**What is expected:**
Arrange the entries below as a numbered list, omitting any blank lines. Leave the pictures out of your answer.

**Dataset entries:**
==================================================

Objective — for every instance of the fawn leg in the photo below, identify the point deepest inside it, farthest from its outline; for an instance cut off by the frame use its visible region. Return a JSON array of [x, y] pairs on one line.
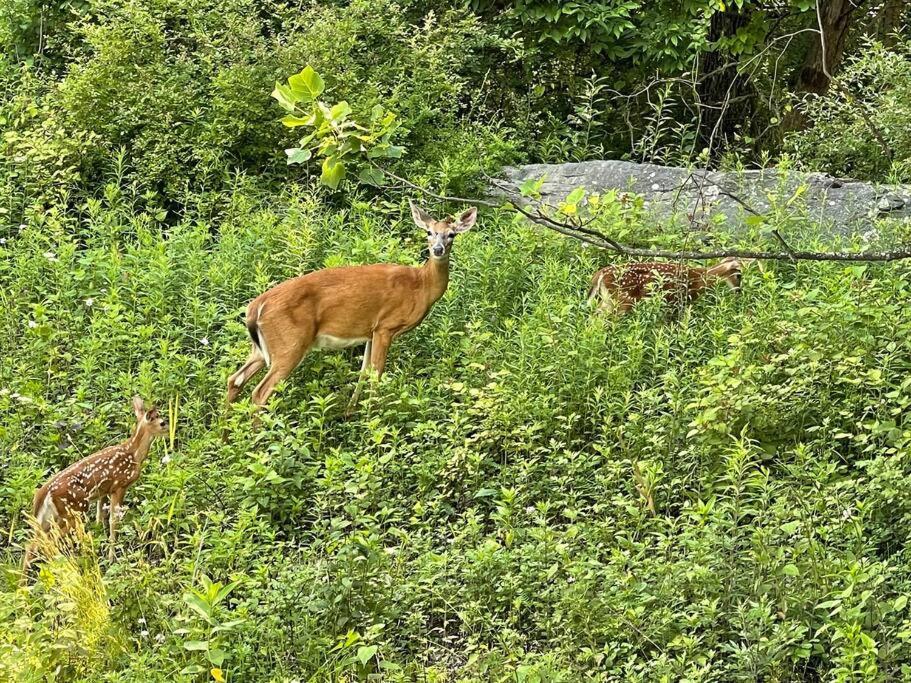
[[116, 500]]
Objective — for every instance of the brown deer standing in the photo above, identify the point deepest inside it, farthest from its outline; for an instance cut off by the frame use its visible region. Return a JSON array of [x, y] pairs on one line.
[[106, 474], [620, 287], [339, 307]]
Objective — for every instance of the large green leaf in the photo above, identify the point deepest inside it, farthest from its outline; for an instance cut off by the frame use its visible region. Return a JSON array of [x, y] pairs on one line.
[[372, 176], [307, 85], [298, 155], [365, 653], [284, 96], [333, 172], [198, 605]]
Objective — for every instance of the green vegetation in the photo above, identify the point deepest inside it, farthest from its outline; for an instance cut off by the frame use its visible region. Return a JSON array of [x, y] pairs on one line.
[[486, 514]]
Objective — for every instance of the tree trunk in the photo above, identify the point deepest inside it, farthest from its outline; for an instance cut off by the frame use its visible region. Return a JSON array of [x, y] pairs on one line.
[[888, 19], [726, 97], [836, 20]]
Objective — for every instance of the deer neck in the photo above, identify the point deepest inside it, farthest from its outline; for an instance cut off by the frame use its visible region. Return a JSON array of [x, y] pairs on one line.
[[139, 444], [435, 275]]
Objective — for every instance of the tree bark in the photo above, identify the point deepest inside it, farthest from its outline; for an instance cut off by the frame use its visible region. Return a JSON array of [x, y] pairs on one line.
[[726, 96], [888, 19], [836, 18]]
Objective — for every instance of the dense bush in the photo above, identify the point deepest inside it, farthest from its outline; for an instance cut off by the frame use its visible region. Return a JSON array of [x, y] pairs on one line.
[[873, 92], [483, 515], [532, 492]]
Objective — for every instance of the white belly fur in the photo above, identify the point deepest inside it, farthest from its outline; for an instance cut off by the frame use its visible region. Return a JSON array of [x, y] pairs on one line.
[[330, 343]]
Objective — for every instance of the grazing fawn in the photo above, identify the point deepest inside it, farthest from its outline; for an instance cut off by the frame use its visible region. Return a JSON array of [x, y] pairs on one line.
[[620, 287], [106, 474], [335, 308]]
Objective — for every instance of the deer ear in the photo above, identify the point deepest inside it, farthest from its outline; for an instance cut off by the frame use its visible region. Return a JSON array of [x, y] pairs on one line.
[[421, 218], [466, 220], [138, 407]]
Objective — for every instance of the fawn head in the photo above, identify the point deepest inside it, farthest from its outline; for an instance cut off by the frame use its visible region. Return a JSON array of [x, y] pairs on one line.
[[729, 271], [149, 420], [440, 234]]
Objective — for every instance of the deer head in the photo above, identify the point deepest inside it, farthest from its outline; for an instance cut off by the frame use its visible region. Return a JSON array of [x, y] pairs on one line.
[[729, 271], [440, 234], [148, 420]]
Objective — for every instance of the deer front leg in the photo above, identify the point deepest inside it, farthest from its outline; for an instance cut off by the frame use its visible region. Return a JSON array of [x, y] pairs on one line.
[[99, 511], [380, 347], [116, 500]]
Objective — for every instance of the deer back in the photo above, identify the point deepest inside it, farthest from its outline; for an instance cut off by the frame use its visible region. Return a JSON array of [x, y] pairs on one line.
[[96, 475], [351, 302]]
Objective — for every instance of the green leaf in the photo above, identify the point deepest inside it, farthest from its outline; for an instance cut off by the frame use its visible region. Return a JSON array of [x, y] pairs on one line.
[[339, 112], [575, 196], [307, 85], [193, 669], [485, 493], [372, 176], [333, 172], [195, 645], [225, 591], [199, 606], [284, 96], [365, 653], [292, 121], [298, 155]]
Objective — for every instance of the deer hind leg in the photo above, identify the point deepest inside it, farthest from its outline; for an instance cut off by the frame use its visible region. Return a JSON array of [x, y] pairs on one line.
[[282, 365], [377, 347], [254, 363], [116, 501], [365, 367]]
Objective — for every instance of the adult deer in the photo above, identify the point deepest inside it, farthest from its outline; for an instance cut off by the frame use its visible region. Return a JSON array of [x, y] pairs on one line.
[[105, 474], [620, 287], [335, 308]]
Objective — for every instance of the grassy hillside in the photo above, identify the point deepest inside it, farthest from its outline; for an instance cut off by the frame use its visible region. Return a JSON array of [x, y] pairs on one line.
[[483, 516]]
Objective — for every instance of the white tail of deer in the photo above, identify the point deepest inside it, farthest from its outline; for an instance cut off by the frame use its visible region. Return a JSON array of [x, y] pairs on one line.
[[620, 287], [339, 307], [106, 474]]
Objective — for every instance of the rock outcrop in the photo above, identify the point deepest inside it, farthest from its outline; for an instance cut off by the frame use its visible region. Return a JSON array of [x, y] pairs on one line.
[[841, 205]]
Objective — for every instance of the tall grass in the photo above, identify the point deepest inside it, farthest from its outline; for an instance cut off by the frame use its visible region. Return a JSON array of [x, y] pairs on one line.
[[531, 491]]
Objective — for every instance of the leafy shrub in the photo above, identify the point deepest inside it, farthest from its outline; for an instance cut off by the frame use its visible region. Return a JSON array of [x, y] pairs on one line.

==================================================

**Exercise result:**
1. Objective — for every instance of the fawn leg in the photo below, identify the point deepest inside it, farthest from its outline; for an instance cut off by the frame use its visible region. Return a JSON array of [x, y] pairs on one line.
2. [[116, 500]]
3. Objective — for every instance of the brown deer standing in the photo above, identify the point deepest inside it, farthest from its outline; for an instance cut off by the frame use its visible region. Return a JSON array of [x, y] pairs on one line.
4. [[106, 474], [620, 287], [339, 307]]
5. Objective — for every instance of the large green leaf in the photo above, identify the point deepest inside it, farthest from its outline; for an instance cut off by the frame use its visible region. Return a JSON array of [x, y] pairs on one line.
6. [[372, 176], [307, 85], [298, 155], [365, 653], [284, 96], [333, 172], [198, 605]]
7. Objective — for every instance of the green vegetation in the photo above, identify the point deepest inside it, farthest from its outline; for an instance cut off by the frame use its visible region. Return a JSON array of [x, y] pairs on one line.
8. [[486, 514]]
9. Objective — for every instance of the tree trunk in the photo above, identify the point deepest inside it, farthest from its outline; for an instance cut off by the frame use its visible region. Return a JSON array of [x, y] pairs on one line.
10. [[888, 19], [726, 97], [836, 20]]
11. Objective — for every instance of the deer neck in the photo above, identify the point deepest inside it, farthest from its outline; for an instance cut off by the frame use its visible region. Return a JSON array of [x, y] pairs on one line.
12. [[139, 444], [435, 275]]
13. Objective — for every instance of the tree bark in the photo above, identify the point deepest inside it, farthest from its outline; for an instance cut off by the frame use its visible region. Return a JSON array of [x, y] pairs on one line.
14. [[726, 96], [888, 19], [836, 18]]
15. Objective — for every instance of the dense bush in the photo above, identify the point deepest inside it, farthest from its outline; for an instance cut off by the frame use its visible region. Return a JSON array of [x, y] pairs on one line.
16. [[873, 92], [483, 515], [532, 492]]
17. Objective — for every instance of the white belly fur in the photo above, identify the point deepest inside it, farthest from its outline; for an instance cut off by the frame use its visible region. Return a JSON array of [x, y] pairs on one line.
18. [[330, 343]]
19. Objective — for every instance of the grazing fawn in the photo above, identify the point deepest inside it, farthest from its outline; for an instance cut off by the frame use its visible region. Return a JSON array of [x, y] pairs on one line.
20. [[620, 287], [106, 474], [335, 308]]
21. Objective — for every instance of the deer ear in the photo above, identify the point deepest inside it, farthest from its outline; for an instance cut off by the frame use its visible region. Return a JSON array of [x, y] pairs on one line.
22. [[421, 218], [466, 220], [138, 407]]
23. Objective — for every instance of the fawn head in the photo above, identify the point deepest inside it, farthest from its outline; for an instance cut off by the frame use its visible region. Return a JSON array of [x, y] pairs on one line.
24. [[729, 271], [149, 420], [440, 234]]
25. Objective — for every instance of the deer head in the photo above, identify the point deepest inside it, farthest from its outline; for an instance cut off by the frame use its visible region. Return a JSON array of [x, y] pairs on one line.
26. [[729, 271], [440, 234], [148, 420]]
27. Objective — for every instance of the deer front leg in the photo above, identify the point deepest inside it, farthest from its outline; for an instance cut off by the frame use its visible region. Return a JSON array of [x, y] pairs on one line.
28. [[99, 511], [380, 347], [116, 500]]
29. Objective — for every instance of the deer back in the photo above, identify the point deepest inside it, farthest from its outline; for an instance cut off by the frame use its visible region. Return a JSON array of [x, y] pairs on one line.
30. [[96, 475], [351, 302]]
31. Objective — for every instance of the green leaf in the photo above, identify the point deepest inside it, farthest from its outline; for an instance cut off by the frame use its visible region. Return a JSON array of [x, y] pairs on one line.
32. [[339, 112], [575, 196], [307, 85], [193, 669], [485, 493], [372, 176], [333, 172], [195, 645], [225, 591], [199, 606], [284, 96], [365, 653], [292, 121], [298, 155]]
33. Objective — for every instance of the deer hind leg in the photo above, identify the point deepest inside it, farthest from its outline; for an instance cut off by the frame use its visible region. Return a JSON array of [x, y] pairs on one line.
34. [[282, 365], [377, 347], [254, 363], [116, 501], [365, 367]]
35. Objective — for every instance of the adult deer in the photo above, identify the point deepest inside it, farthest from its outline; for an instance cut off by the frame use its visible region. Return a JSON array of [x, y] pairs on one line.
36. [[105, 474], [620, 287], [335, 308]]
37. Objective — for every instance of the grassy hillside in the photo above, identify the point deepest inside it, farthest from its outline; for an instance cut off by the frame use its visible region. Return a JSON array of [x, y] pairs on one line.
38. [[483, 516]]
39. Objective — for every instance of the white tail of deer in the photo above, identify the point deepest inside it, farthest from its outline; for an instance cut off by the frame use its visible region. Return a JSON array of [x, y] pairs on one line.
40. [[620, 287], [339, 307], [106, 474]]
41. Objective — for every instance of the rock outcrop in the photo above, identify the point deepest inside it, farthest from its outline; for an instance cut off by the frame use its visible region. Return a JSON array of [x, y] pairs on one line.
42. [[841, 205]]
43. Objective — for every instance of the tall grass in the photo above, identify the point deepest inside it, farthest from its outline; for an instance cut off by the frame use its visible region. Return a JSON array of [x, y] pairs on one line.
44. [[531, 491]]
45. Objective — for every instance of the leafy shrub in the photo above, identify the point deepest inside it, farthest from its outline; for an instance cut off by the frame use its visible region. Return a JSON array of [x, y] pairs on one line.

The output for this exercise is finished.